_Problem_.
Please convert everything from the line containing "Mark the sunset" down to the end of the records into a numbered list, skipping blank lines and leaving out the pictures.

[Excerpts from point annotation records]
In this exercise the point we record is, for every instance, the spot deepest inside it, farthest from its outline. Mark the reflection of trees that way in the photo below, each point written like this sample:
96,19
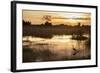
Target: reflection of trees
47,19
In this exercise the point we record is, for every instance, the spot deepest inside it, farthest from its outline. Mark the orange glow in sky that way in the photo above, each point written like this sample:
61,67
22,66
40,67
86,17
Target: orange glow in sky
57,17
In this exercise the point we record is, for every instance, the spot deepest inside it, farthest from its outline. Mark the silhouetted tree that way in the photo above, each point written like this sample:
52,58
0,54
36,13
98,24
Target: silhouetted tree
26,22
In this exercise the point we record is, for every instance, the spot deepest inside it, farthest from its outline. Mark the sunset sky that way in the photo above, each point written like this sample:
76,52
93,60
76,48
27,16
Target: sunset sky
57,17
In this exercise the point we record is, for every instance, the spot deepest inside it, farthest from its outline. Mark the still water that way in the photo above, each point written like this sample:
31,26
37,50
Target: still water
57,48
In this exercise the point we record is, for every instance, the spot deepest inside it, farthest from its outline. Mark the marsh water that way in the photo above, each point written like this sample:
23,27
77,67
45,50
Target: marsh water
57,48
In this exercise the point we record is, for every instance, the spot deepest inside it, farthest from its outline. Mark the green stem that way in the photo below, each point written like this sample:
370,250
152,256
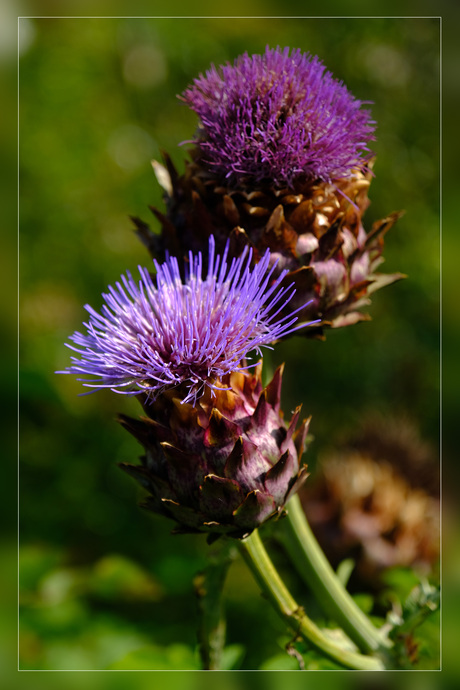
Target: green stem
273,587
208,588
313,566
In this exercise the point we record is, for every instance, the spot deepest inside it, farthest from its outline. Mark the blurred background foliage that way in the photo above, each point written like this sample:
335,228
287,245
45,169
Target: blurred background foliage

_Task result_.
1. In this exercise the point we record is, for every instance, the spot deepest inside it, farthest from its outline. Mark the sunset sky that way in the photo above, each point written like this sample:
2. 76,52
3. 93,60
4. 76,48
5. 27,16
6. Target: sunset sky
7. 57,17
8. In this exercise the point we record is, for every instance, the spot deepest inside it, farthest from its outline. Mark the still water that way in the photo above, each point written like this sample:
9. 31,26
10. 37,50
11. Target: still water
12. 57,48
13. In this exercise the point we record is, for every instance, the spot deepest inside it, farthest from its outline. Mark the marsh water that way in the photo above, each point written like this sample:
14. 23,27
15. 77,67
16. 45,50
17. Target: marsh water
18. 57,48
19. In this exercise the point we record is, for every instance, the spot deepest inside it, farthest from its outline. Mark the green stem that way in the photo below, each point written like this sample:
20. 370,250
21. 152,256
22. Target: green stem
23. 273,587
24. 208,588
25. 313,566
26. In this exercise the point we record is, for every instance, the spot deepest inside it, farthest from its outline. Mark the blurred background foliage that way in the photo above, each point written like this sample:
27. 335,228
28. 287,245
29. 45,169
30. Target: blurred background foliage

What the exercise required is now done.